Selected extract:

MISSOULA - Have you ever wondered how animals don't get lost? Without GPS, they seem to find their way just fine.
Get ready to tap into your inner superhero because some animals have a hidden power. Our wildlife correspondent Tanner Saul explains why some animals have a sixth sense.
If you’re lost in the woods without a compass, you could use the positioning of the sun to determine your bearings. If it’s cloudy some species of moss tend to grow on the north side of trees, while certain lichens tend to grow on the south side. And if you’re looking at some resting or grazing deer, they may help lead the way too.
We rely heavily on our senses to tell us about our environment. But in addition to the senses of touch, smell, taste, hearing, and sight, some animals are able to sense Earth's magnetic field.
Magnetoreception may sound like something straight out of a comic book, but it's a real-life superpower that allows certain creatures to sense the Earth's magnetic field.
If you look out into a field, you may notice that most cows or deer are facing the same general direction when they feed. In the same way that birds have an instinct telling them to fly south for the winter, cows and deer tend to face north when they eat or rest.
Scientists were able to determine this over time by using field observations, measuring deer beds in snow, and mainly through satellite images by using something most of us are familiar with — Google Earth.
The reason for this is that these animals have a sort of compass in their brain. The behavior is called magnetic alignment – which is the spontaneous orientation of the main axis of an organism with respect to the field lines of the Earth's magnetic field.

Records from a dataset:
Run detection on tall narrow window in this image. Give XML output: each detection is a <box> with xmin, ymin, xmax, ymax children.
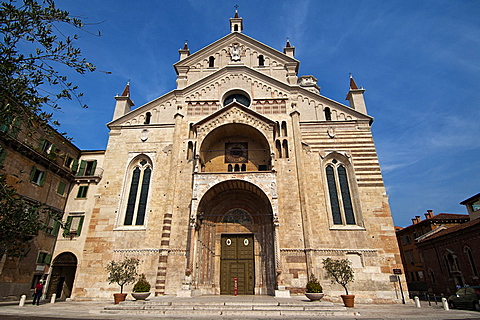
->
<box><xmin>337</xmin><ymin>166</ymin><xmax>355</xmax><ymax>224</ymax></box>
<box><xmin>326</xmin><ymin>166</ymin><xmax>343</xmax><ymax>224</ymax></box>
<box><xmin>325</xmin><ymin>159</ymin><xmax>357</xmax><ymax>225</ymax></box>
<box><xmin>124</xmin><ymin>159</ymin><xmax>152</xmax><ymax>226</ymax></box>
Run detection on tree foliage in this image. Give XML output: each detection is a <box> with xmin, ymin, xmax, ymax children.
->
<box><xmin>323</xmin><ymin>258</ymin><xmax>354</xmax><ymax>295</ymax></box>
<box><xmin>0</xmin><ymin>175</ymin><xmax>54</xmax><ymax>258</ymax></box>
<box><xmin>0</xmin><ymin>0</ymin><xmax>96</xmax><ymax>130</ymax></box>
<box><xmin>105</xmin><ymin>258</ymin><xmax>140</xmax><ymax>293</ymax></box>
<box><xmin>307</xmin><ymin>274</ymin><xmax>323</xmax><ymax>293</ymax></box>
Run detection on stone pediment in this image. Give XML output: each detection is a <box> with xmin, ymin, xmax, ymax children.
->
<box><xmin>194</xmin><ymin>102</ymin><xmax>275</xmax><ymax>140</ymax></box>
<box><xmin>174</xmin><ymin>33</ymin><xmax>299</xmax><ymax>89</ymax></box>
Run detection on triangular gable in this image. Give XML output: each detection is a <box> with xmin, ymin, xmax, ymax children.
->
<box><xmin>173</xmin><ymin>32</ymin><xmax>300</xmax><ymax>74</ymax></box>
<box><xmin>194</xmin><ymin>101</ymin><xmax>275</xmax><ymax>138</ymax></box>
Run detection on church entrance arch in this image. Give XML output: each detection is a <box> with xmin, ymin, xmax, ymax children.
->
<box><xmin>194</xmin><ymin>179</ymin><xmax>275</xmax><ymax>294</ymax></box>
<box><xmin>47</xmin><ymin>252</ymin><xmax>77</xmax><ymax>300</ymax></box>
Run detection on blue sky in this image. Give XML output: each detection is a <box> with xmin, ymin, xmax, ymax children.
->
<box><xmin>50</xmin><ymin>0</ymin><xmax>480</xmax><ymax>226</ymax></box>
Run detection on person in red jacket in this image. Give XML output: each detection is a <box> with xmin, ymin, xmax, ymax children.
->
<box><xmin>32</xmin><ymin>280</ymin><xmax>43</xmax><ymax>306</ymax></box>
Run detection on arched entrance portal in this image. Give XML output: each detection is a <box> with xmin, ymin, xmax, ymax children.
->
<box><xmin>194</xmin><ymin>180</ymin><xmax>275</xmax><ymax>294</ymax></box>
<box><xmin>47</xmin><ymin>252</ymin><xmax>77</xmax><ymax>300</ymax></box>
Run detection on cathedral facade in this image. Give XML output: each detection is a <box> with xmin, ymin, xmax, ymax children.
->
<box><xmin>52</xmin><ymin>14</ymin><xmax>401</xmax><ymax>302</ymax></box>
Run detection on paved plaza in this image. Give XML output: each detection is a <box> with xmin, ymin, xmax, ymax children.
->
<box><xmin>0</xmin><ymin>296</ymin><xmax>480</xmax><ymax>320</ymax></box>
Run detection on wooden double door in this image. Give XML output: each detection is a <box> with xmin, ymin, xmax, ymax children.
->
<box><xmin>220</xmin><ymin>234</ymin><xmax>255</xmax><ymax>294</ymax></box>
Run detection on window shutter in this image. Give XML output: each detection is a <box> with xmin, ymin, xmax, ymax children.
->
<box><xmin>90</xmin><ymin>160</ymin><xmax>97</xmax><ymax>176</ymax></box>
<box><xmin>77</xmin><ymin>216</ymin><xmax>85</xmax><ymax>237</ymax></box>
<box><xmin>38</xmin><ymin>137</ymin><xmax>45</xmax><ymax>151</ymax></box>
<box><xmin>10</xmin><ymin>118</ymin><xmax>21</xmax><ymax>138</ymax></box>
<box><xmin>52</xmin><ymin>220</ymin><xmax>60</xmax><ymax>236</ymax></box>
<box><xmin>72</xmin><ymin>159</ymin><xmax>78</xmax><ymax>172</ymax></box>
<box><xmin>63</xmin><ymin>216</ymin><xmax>73</xmax><ymax>237</ymax></box>
<box><xmin>30</xmin><ymin>167</ymin><xmax>37</xmax><ymax>181</ymax></box>
<box><xmin>77</xmin><ymin>160</ymin><xmax>87</xmax><ymax>177</ymax></box>
<box><xmin>57</xmin><ymin>181</ymin><xmax>67</xmax><ymax>196</ymax></box>
<box><xmin>0</xmin><ymin>146</ymin><xmax>7</xmax><ymax>166</ymax></box>
<box><xmin>39</xmin><ymin>171</ymin><xmax>47</xmax><ymax>186</ymax></box>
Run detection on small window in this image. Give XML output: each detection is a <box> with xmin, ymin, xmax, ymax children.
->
<box><xmin>57</xmin><ymin>181</ymin><xmax>67</xmax><ymax>196</ymax></box>
<box><xmin>223</xmin><ymin>93</ymin><xmax>250</xmax><ymax>107</ymax></box>
<box><xmin>143</xmin><ymin>112</ymin><xmax>152</xmax><ymax>124</ymax></box>
<box><xmin>63</xmin><ymin>213</ymin><xmax>85</xmax><ymax>238</ymax></box>
<box><xmin>472</xmin><ymin>200</ymin><xmax>480</xmax><ymax>211</ymax></box>
<box><xmin>30</xmin><ymin>167</ymin><xmax>46</xmax><ymax>186</ymax></box>
<box><xmin>325</xmin><ymin>107</ymin><xmax>332</xmax><ymax>121</ymax></box>
<box><xmin>37</xmin><ymin>252</ymin><xmax>52</xmax><ymax>264</ymax></box>
<box><xmin>77</xmin><ymin>160</ymin><xmax>97</xmax><ymax>177</ymax></box>
<box><xmin>77</xmin><ymin>186</ymin><xmax>88</xmax><ymax>198</ymax></box>
<box><xmin>0</xmin><ymin>146</ymin><xmax>7</xmax><ymax>166</ymax></box>
<box><xmin>258</xmin><ymin>55</ymin><xmax>265</xmax><ymax>67</ymax></box>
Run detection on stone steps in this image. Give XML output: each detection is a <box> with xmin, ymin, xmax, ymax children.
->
<box><xmin>102</xmin><ymin>298</ymin><xmax>356</xmax><ymax>317</ymax></box>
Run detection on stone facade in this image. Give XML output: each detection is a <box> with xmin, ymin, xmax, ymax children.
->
<box><xmin>52</xmin><ymin>15</ymin><xmax>401</xmax><ymax>302</ymax></box>
<box><xmin>0</xmin><ymin>118</ymin><xmax>80</xmax><ymax>301</ymax></box>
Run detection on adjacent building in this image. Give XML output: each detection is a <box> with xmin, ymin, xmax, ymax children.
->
<box><xmin>0</xmin><ymin>119</ymin><xmax>80</xmax><ymax>301</ymax></box>
<box><xmin>396</xmin><ymin>210</ymin><xmax>470</xmax><ymax>295</ymax></box>
<box><xmin>417</xmin><ymin>194</ymin><xmax>480</xmax><ymax>296</ymax></box>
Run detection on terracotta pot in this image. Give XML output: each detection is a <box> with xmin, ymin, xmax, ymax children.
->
<box><xmin>305</xmin><ymin>292</ymin><xmax>325</xmax><ymax>301</ymax></box>
<box><xmin>341</xmin><ymin>294</ymin><xmax>355</xmax><ymax>308</ymax></box>
<box><xmin>131</xmin><ymin>292</ymin><xmax>150</xmax><ymax>300</ymax></box>
<box><xmin>113</xmin><ymin>293</ymin><xmax>127</xmax><ymax>304</ymax></box>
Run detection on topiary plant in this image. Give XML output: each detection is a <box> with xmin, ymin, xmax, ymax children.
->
<box><xmin>323</xmin><ymin>258</ymin><xmax>354</xmax><ymax>295</ymax></box>
<box><xmin>307</xmin><ymin>274</ymin><xmax>323</xmax><ymax>293</ymax></box>
<box><xmin>105</xmin><ymin>258</ymin><xmax>140</xmax><ymax>293</ymax></box>
<box><xmin>133</xmin><ymin>273</ymin><xmax>151</xmax><ymax>292</ymax></box>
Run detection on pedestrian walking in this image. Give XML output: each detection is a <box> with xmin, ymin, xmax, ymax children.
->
<box><xmin>32</xmin><ymin>280</ymin><xmax>43</xmax><ymax>306</ymax></box>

Brief 1:
Answer these questions using the text on animal magnetoreception:
(a) On which side of trees do certain lichens tend to grow?
(b) Which direction do cows and deer tend to face when they eat or rest?
(c) What familiar tool did scientists mainly use, through satellite images, to find this out?
Brief 2: In one to three sentences, explain why cows and deer tend to face the same direction, according to the text on animal magnetoreception.
Brief 3: Resume the text on animal magnetoreception, starting after its final sentence.

Response area 1:
(a) The south side.
(b) North.
(c) Google Earth.

Response area 2: These animals have a sort of compass in their brain, so they tend to face north when they eat or rest. This behavior is called magnetic alignment, the spontaneous orientation of an organism's main axis with respect to the field lines of Earth's magnetic field.

Response area 3:
Research published in the National Academy of Sciences showed that factors like wind and the angle of the sun had little significance on how the animals stood. Like needles of a compass, their heads rotated to the north.
Researchers believe that although they aren’t aware of what north means to you and me, but there is some part of their brain telling them that this is the direction they should be facing.
The first reports of magnetic alignment were found in the 1960s but it wasn’t until 2008 it was discovered mammals do this too. Besides deer and cows, it has also been researched in foxes.
Red foxes hunting small animals such as rodents show a specific behavior known as “mousing”. They listen for a mouse and approach the area slowly. Then at a certain point, it jumps high, so that it surprises its prey by falling from above — using magnetoreception to help them catch their prey!
Biologists have found foxes prefer to direct their jumps in the northeastern direction. Research has hypothesized that magnetic alignment in foxes helps the animals to estimate distances to their prey. The fox uses the earth’s magnetic field like a rangefinder you’d use for golf or hunting to accurately estimate their distance to its prey.
Foxes have what’s called radical pair-forming photopigments located in their eyes which means they may see the magnetic field as a pattern on top of what they're already seeing. Although it’s a bit of a stretch, you could compare this to Iron Man’s heads up display.
Wolves also use the earth’s magnetic field to help remember important places and territories. They seemingly use the magnetic field most similar to how we would use a compass.
They use this superpower as a way to orientate themselves based on the intensity of the magnetic field. They can also use it as a way for lost wolves to find their way back to the pack.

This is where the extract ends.